**Required tasks:**
**a)** According to the article on the Drivin N Cryin album, in what year did Kevn Kinney form the band?
**b)** Write out word for word the part of the Drivin N Cryin article that runs from "Live the Love draws" down to "band’s live performances.".

Checking in with frontman Kevn Kinney and producer Aaron Lee Tasjan ahead of the album release show at Exit/In
Drivin N CryinPhoto: Lisa Mac
The politics on Drivin N Cryin’s new full-length Live the Love Beautiful are indirect, but the record communicates anxiety without losing its classic-rock radiance. The first album of new material the veteran rock-punk-folk group has released in a decade, Live the Love Beautiful is a testament to the vision of its leader, singer and songwriter Kevn Kinney. Recorded mostly in Nashville with producer Aaron Lee Tasjan, it’s also a reminder that a pop sensibility doesn’t have to obscure the serious intentions of a songwriter who has taken a hard look at American society. Live the Love Beautiful, which features contributions from Nashville musicians including Elizabeth Cook, The McCrary Sisters and Jimmy Matt Rowland, never flags over its 44 minutes — it’s Drivin N Cryin’s best album to date.
What Tasjan has achieved on Live the Love Beautiful goes beyond sonic trickery, though he has given a great American band the kind of loving treatment they’ve always deserved. Kinney’s songs hark back to the 1960s without a trace of nostalgia, while Tasjan streamlines them with layers of guitars, vocals and keyboards. Live the Love Beautiful functions as an aural artifact and a piece of autobiographical art. It’s also a political statement whose troubling implications Kinney underplays.
“It’s probably a little less political than The Great American Bubble Factory,” Kinney says via phone from his home in Atlanta, referring to the band’s 2009 album. A native of Milwaukee, Kinney formed Drivin N Cryin in Atlanta in 1985, and moved back to the city in 2016 after a stint in New York. “We can’t fucking make bubbles in America. That’s insane. It’s about how to put America back into a frame of mind that isn’t just consuming constantly.”
I interviewed Kinney when The Great American Bubble Factory was released in September 2009. Looking back at his previous records, he said at the time: “They’re all kinda self-help records. It’s like a bargain psychologist, the guy at the end of the bar giving advice.”
A decade later in a world that has undergone massive economic and political upheaval, Kinney extols the power of individual dreams throughout Live the Love Beautiful. “It’s mostly a very autobiographical Kevn Kinney story — about me,” he says. “Trying to turn my brain off and just be happy is a constant uphill battle.”
Live the Love draws from power pop, folk rock and hard rock, and Tasjan’s production recalls his work on his 2018 Nashville-recorded power-pop masterpiece Karma for Cheap. A longtime fan of Drivin N Cryin who has played guitar with them on the road, Tasjan set out to capture the power of the band’s live performances.

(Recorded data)
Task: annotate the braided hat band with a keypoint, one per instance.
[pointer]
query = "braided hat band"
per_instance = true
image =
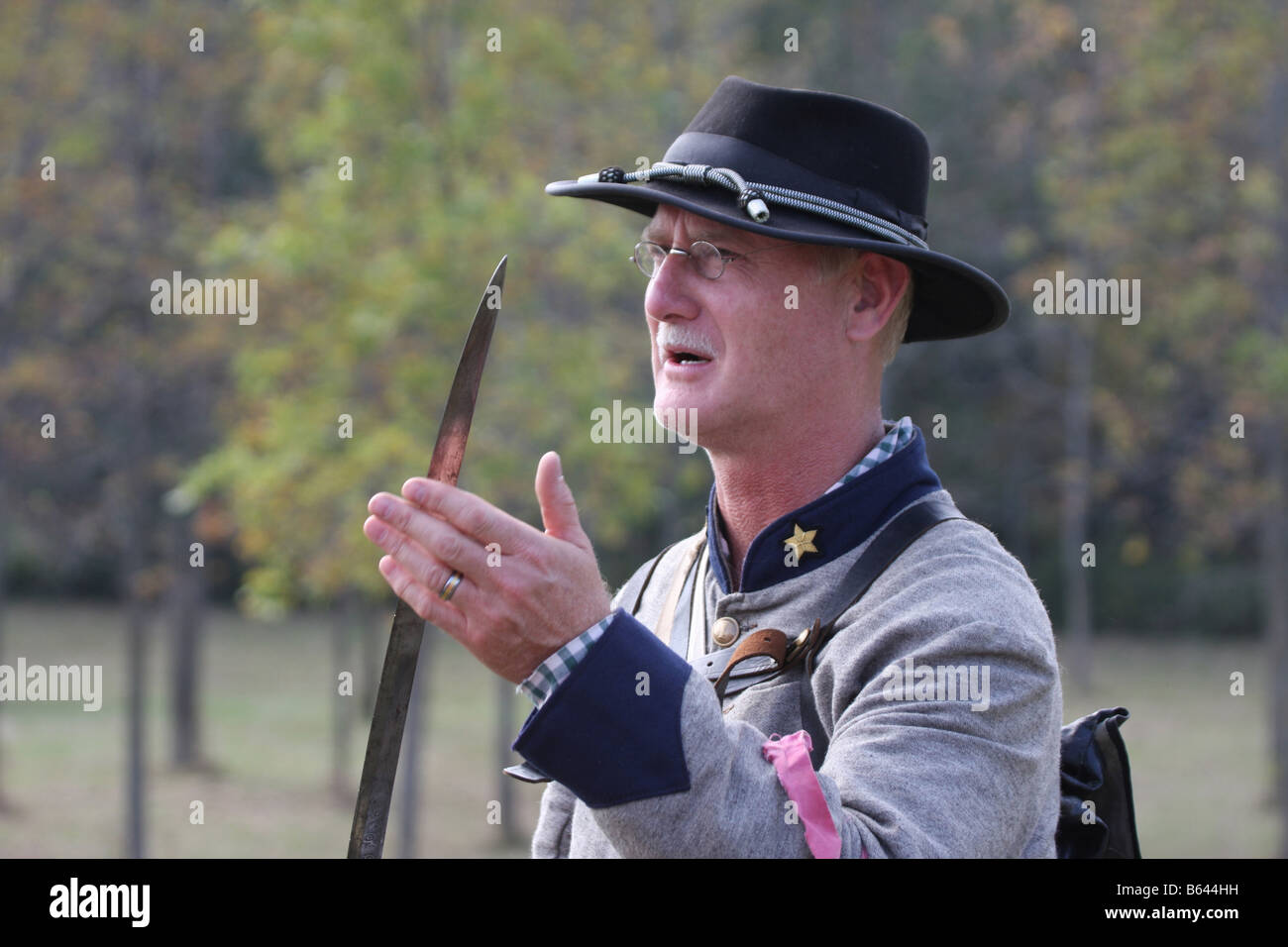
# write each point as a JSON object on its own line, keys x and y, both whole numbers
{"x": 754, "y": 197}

* * *

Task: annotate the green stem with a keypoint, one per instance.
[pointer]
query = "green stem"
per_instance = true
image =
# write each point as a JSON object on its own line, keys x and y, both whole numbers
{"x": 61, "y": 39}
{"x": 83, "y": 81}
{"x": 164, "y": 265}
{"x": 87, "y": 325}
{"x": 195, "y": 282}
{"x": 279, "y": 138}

**Responses to the exercise:**
**a)** 1985

**b)**
Live the Love draws from power pop, folk rock and hard rock, and Tasjan’s production recalls his work on his 2018 Nashville-recorded power-pop masterpiece Karma for Cheap. A longtime fan of Drivin N Cryin who has played guitar with them on the road, Tasjan set out to capture the power of the band’s live performances.